SELECTED EXCERPT:
= = = =
…a mere 36…

I had never given much thought to tuberculosis before coming to Mokhotlong. While it is indeed a lingering threat in the United States, it often flies under the radar. Out of sight, out of mind, I suppose.

Here, TB is a large enough problem that it is front and center in most medical providers’ minds, right up there with HIV and malnutrition. It is also a common threat to our young clients’ health, whether they are infected themselves or someone else in their household is infected. Small, smokey, one-room rondavals in which everyone in the family sleeps and breaths and coughs together aren’t exactly the best place to spend a night with someone with TB. There is a section of Mokhotlong Hospital next door devoted to patients with multiple-drug-resistant TB. Our outreach teams ask questions about TB history within the household each time they fill out a new client intake form and each time they perform a monthly client check up.

In the World Health Organization’s standards for defining symptomatic HIV infection, tuberculosis is considered one of only four “major signs” of infection. Co-infection of the two diseases means a dire outlook for a patient, especially in a place like Mokhotlong. Already compromised immunologically by the HIV, such patients have an extremely tough time fighting their TB and few resources to aid them in that fight.

On Wednesday morning, I happened to be in M’e Nthabeleng’s office as she was checking TTL’s email account, which is provided by our Lesotho-based Leo Internet Provider. The company has a homepage where they post country news, and the headline that popped up on Nthabeleng’s computer caught my eye.

“HIV, TB cut Lesotho life expectancy to a mere 36.”

“Woooh!” Nthabeleng said. “That is all you get in Lesotho.”

Even though I’ve become accustomed to stark and shocking statistics in this country, particularly the sky-high statistics on HIV infection among people in my own age group, the final age of 36 jumped out at me as being particularly devastating. I immediately thought of all I still want to do in life – I’m 24 – and what dying in just 12 years would mean. More important, I thought of what that statistic would mean to me if I were a Mosotho, how it would affect my ambition, my drive, my optimism, and how it would inevitably mean a long line of my loved ones would die young even if I weren’t infected myself.

Turns out the article – the original source of which I am unsure of – was posted in light of the fact that Wednesday was World TB Day. As such days are aimed at spreading awareness, I figured I would share my above thoughts on TB in Mokhotlong, as well as the article in its entirety below:

HIV, TB cut Lesotho life expectancy to a mere 36

March 24

Medical workers are increasingly concerned that the lethal combination of HIV infection and tuberculosis may become the world’s next major health crisis.

To mark World TB Day on Wednesday, Medecins Sans Frontieres drew attention to Lesotho, which has the world’s third-highest prevalence of HIV, the virus that causes AIDS, and the fourth-highest prevalence of tuberculosis. Here, poverty and violence complicate treatment in a country where life expectancy is a mere 36 years.

Michael Sidibe, head of the U.N. AIDS program, fears the double infection could become the next new epidemic.

“I’m calling for serious attention to TB, and serious attention to TB-HIV co-infection,” he said in an interview.
= = = =
PROVIDED INFORMATION:
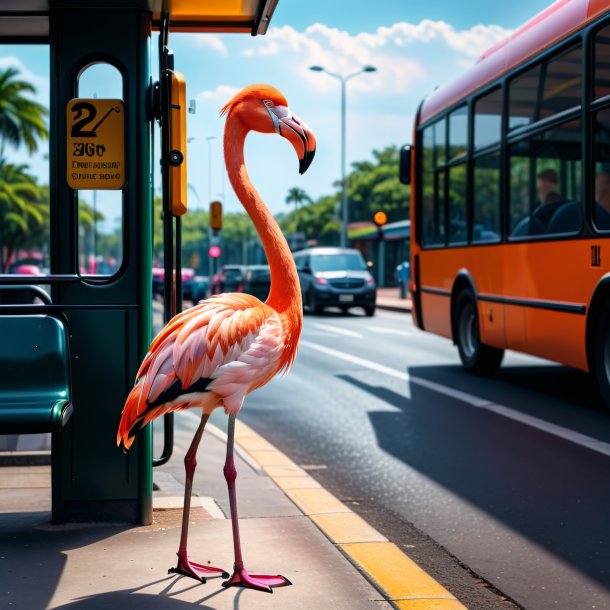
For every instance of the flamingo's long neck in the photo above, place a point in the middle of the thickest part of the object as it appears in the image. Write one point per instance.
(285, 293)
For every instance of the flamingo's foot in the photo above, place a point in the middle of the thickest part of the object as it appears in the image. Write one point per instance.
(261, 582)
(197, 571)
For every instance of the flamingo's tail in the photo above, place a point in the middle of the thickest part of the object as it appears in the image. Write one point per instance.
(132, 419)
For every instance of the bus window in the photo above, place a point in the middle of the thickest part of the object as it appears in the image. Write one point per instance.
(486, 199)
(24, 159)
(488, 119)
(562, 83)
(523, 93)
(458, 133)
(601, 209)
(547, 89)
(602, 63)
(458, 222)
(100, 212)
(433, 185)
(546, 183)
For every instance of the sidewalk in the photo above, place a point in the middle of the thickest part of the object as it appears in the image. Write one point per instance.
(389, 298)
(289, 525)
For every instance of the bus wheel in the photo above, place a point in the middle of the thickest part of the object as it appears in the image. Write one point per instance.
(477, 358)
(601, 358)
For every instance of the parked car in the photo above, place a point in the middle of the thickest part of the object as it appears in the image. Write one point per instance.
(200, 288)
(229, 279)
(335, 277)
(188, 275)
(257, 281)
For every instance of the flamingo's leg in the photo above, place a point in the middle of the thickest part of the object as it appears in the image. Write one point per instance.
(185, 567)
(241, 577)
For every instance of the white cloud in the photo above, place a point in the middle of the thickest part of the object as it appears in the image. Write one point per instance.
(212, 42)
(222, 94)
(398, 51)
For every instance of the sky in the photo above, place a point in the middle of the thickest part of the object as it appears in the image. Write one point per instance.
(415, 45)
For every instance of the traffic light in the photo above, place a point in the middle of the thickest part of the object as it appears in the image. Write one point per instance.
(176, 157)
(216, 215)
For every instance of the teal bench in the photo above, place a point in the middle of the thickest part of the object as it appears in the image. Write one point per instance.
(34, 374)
= = = =
EXERCISE TASKS:
[A] Retype the passage of the Mokhotlong TB post between "Medical workers are" and "next new epidemic.", inclusive.
[B] Condense the paragraph of the Mokhotlong TB post that begins "Here, TB is a large enough problem" into a bulleted list of its main facts.
The rows are separate material, unrelated to the Mokhotlong TB post.

ANSWERS FOR THE EXERCISE:
[A]
Medical workers are increasingly concerned that the lethal combination of HIV infection and tuberculosis may become the world’s next major health crisis.

To mark World TB Day on Wednesday, Medecins Sans Frontieres drew attention to Lesotho, which has the world’s third-highest prevalence of HIV, the virus that causes AIDS, and the fourth-highest prevalence of tuberculosis. Here, poverty and violence complicate treatment in a country where life expectancy is a mere 36 years.

Michael Sidibe, head of the U.N. AIDS program, fears the double infection could become the next new epidemic.

[B]
- In Mokhotlong, TB ranks with HIV and malnutrition as a top concern for most medical providers.
- It commonly threatens young clients' health, whether they are infected themselves or someone in their household is.
- Small, smoky, one-room rondavals, where the whole family sleeps, breathes and coughs together, are poor places to share with someone who has TB.
- Mokhotlong Hospital, next door, has a section devoted to patients with multiple-drug-resistant TB.
- Outreach teams ask about household TB history on every new client intake form and at every monthly client check-up.